## PROBLEM TO SOLVE:
State how many lines in the records below contain the string "pink". Reply with the number alone.

## RECORDED INFORMATION:
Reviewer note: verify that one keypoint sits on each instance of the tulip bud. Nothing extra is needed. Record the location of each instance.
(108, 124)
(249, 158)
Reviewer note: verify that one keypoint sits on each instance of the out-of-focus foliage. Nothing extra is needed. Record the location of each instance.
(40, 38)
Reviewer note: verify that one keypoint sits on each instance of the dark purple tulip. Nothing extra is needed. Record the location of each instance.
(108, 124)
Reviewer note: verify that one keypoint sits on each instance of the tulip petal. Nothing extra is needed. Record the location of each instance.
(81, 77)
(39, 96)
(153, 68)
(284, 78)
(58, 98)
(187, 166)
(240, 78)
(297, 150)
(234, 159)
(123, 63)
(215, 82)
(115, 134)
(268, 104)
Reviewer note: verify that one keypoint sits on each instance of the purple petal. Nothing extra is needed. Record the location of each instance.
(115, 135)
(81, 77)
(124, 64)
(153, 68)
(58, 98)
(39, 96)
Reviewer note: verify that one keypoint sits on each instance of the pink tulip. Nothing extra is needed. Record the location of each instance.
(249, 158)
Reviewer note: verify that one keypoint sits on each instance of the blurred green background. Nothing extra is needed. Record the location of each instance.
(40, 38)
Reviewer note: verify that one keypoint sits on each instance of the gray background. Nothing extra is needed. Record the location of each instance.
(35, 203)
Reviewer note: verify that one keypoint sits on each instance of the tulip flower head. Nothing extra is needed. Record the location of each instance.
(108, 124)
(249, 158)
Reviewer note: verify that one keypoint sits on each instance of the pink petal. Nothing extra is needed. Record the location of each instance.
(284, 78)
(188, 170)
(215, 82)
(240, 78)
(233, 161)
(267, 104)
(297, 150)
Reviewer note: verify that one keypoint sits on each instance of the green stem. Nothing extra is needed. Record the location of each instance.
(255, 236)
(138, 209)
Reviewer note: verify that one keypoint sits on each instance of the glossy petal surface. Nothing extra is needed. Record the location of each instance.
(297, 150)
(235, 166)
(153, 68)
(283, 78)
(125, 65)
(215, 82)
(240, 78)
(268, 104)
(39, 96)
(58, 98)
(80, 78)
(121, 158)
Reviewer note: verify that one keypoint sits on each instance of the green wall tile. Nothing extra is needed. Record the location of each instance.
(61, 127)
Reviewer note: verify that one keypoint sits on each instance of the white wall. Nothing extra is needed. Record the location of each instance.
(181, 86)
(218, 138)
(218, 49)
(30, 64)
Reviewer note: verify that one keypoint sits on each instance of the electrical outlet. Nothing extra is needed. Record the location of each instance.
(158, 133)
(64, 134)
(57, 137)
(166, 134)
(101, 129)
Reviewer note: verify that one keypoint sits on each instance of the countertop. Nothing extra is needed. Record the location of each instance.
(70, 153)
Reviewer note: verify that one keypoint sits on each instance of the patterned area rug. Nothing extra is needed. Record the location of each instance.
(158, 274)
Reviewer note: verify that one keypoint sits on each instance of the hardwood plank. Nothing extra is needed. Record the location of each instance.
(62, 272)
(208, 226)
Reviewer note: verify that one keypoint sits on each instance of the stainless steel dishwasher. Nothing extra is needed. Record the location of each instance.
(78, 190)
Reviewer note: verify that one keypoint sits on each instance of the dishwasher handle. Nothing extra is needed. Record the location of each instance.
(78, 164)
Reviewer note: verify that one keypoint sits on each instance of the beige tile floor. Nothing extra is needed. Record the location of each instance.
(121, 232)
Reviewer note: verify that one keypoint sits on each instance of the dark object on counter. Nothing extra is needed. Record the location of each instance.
--
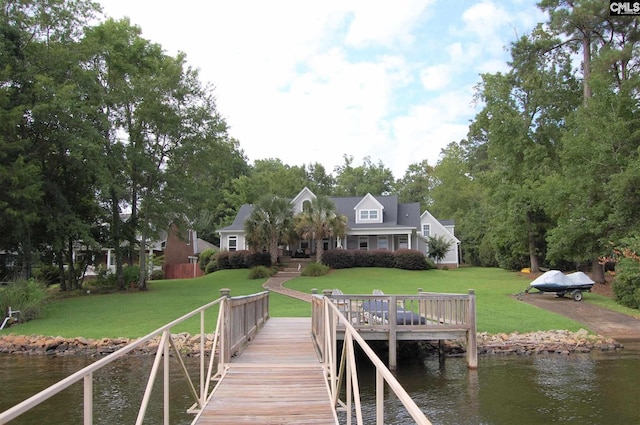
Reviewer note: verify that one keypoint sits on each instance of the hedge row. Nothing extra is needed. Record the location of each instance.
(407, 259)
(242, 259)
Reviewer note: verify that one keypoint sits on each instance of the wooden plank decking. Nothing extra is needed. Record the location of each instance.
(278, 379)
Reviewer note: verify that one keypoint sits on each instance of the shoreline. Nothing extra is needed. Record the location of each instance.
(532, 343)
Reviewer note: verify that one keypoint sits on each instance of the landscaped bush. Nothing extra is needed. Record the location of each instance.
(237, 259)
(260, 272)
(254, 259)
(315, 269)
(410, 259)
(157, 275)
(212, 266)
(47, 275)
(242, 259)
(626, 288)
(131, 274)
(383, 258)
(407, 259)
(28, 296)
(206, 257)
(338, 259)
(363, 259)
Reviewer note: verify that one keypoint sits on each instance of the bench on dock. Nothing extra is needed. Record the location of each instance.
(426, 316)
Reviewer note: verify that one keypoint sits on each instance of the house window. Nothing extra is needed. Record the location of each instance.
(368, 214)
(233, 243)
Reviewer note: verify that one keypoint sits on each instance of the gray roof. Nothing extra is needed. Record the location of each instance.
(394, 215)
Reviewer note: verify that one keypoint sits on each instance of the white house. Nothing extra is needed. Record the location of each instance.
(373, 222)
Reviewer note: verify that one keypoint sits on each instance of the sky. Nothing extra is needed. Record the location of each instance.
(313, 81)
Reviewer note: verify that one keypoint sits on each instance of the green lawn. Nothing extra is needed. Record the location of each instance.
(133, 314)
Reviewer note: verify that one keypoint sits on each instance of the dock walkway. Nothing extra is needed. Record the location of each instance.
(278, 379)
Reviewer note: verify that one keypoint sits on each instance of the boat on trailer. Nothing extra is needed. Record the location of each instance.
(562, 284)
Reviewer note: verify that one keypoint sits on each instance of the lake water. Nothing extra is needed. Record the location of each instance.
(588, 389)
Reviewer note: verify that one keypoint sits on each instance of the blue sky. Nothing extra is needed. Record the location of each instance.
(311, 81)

## TASK OUTPUT:
2